| YOUR TASK |
Could the data underneath be repeated exactly, in full?

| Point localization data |
* * * *

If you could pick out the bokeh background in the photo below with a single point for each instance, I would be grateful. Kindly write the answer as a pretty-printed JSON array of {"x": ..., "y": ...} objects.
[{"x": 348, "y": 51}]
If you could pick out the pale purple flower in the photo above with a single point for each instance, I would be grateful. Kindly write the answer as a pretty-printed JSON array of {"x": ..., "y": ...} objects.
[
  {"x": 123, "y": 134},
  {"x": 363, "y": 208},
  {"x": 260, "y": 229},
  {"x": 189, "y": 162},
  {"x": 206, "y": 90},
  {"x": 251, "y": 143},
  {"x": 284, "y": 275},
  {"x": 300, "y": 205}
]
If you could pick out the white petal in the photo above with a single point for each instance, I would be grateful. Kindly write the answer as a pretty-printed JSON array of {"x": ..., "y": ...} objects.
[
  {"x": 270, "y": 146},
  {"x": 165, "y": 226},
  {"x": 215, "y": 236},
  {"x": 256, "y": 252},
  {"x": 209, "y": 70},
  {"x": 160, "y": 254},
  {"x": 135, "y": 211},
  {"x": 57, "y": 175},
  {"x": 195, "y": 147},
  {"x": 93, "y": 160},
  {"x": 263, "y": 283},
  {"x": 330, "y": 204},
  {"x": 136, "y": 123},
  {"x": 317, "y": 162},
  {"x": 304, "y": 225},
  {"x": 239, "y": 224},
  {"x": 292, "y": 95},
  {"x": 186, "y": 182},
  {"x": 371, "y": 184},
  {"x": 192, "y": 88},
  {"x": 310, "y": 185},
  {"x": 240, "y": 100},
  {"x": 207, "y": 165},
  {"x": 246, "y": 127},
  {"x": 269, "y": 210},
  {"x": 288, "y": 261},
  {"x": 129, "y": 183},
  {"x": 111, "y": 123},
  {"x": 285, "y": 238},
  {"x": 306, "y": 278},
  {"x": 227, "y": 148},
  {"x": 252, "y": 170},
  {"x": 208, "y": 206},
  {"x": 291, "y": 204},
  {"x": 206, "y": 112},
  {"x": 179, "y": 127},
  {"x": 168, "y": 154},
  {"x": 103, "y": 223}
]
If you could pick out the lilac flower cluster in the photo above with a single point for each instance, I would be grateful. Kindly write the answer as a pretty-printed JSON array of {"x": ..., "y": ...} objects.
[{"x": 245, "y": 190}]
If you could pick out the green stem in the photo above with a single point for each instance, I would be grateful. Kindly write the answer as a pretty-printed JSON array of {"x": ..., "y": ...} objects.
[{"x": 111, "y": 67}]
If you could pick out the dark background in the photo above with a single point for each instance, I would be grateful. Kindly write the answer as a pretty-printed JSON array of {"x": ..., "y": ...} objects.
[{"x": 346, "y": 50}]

* * * *

| ANSWER SPACE |
If you could pick out the bokeh background in the photo below with a single point for each instance, I would be grateful. Kindly write the answer as a pretty-printed JSON array of {"x": ..., "y": ...} objects.
[{"x": 348, "y": 51}]
If you could pick out the pale purple flower in the photo above with a single point for each instance, I would be grateful. Kindly write the answer as a pretty-printed JSON array of {"x": ..., "y": ...} objects.
[
  {"x": 123, "y": 134},
  {"x": 363, "y": 208},
  {"x": 260, "y": 229},
  {"x": 189, "y": 162},
  {"x": 206, "y": 90},
  {"x": 251, "y": 143},
  {"x": 284, "y": 275},
  {"x": 300, "y": 205}
]
If you could pick out the white petal in the photo above with a single point for each instance, I would be grateful. Kindly write the answer as a pretty-printed JSON array of {"x": ..., "y": ...} objects.
[
  {"x": 270, "y": 146},
  {"x": 165, "y": 226},
  {"x": 215, "y": 236},
  {"x": 256, "y": 252},
  {"x": 209, "y": 70},
  {"x": 160, "y": 254},
  {"x": 135, "y": 211},
  {"x": 57, "y": 175},
  {"x": 195, "y": 147},
  {"x": 93, "y": 160},
  {"x": 263, "y": 283},
  {"x": 330, "y": 204},
  {"x": 136, "y": 123},
  {"x": 317, "y": 162},
  {"x": 304, "y": 225},
  {"x": 239, "y": 224},
  {"x": 292, "y": 95},
  {"x": 186, "y": 182},
  {"x": 371, "y": 184},
  {"x": 192, "y": 88},
  {"x": 310, "y": 185},
  {"x": 240, "y": 100},
  {"x": 207, "y": 165},
  {"x": 246, "y": 127},
  {"x": 269, "y": 210},
  {"x": 288, "y": 261},
  {"x": 129, "y": 183},
  {"x": 111, "y": 123},
  {"x": 285, "y": 238},
  {"x": 306, "y": 278},
  {"x": 227, "y": 148},
  {"x": 252, "y": 170},
  {"x": 208, "y": 206},
  {"x": 291, "y": 204},
  {"x": 206, "y": 112},
  {"x": 179, "y": 127},
  {"x": 168, "y": 154},
  {"x": 103, "y": 223}
]
If you could pick out the lilac flower cluster in the photo above with a single point for each instance, I would be grateful. Kindly write the answer as a pretty-printed JSON array of {"x": ..., "y": ...} objects.
[{"x": 245, "y": 190}]
If you could pick out the green stem in the photo above with a single point for each instance, I would be grateful. Kindly write the answer as a pretty-printed JSON array of {"x": ..., "y": ...} objects.
[{"x": 111, "y": 67}]
If you could pick out the dark background in the photo above with a single point for each instance, I would be grateful. Kindly write the answer as a pretty-printed JSON array of {"x": ..., "y": ...} objects.
[{"x": 346, "y": 50}]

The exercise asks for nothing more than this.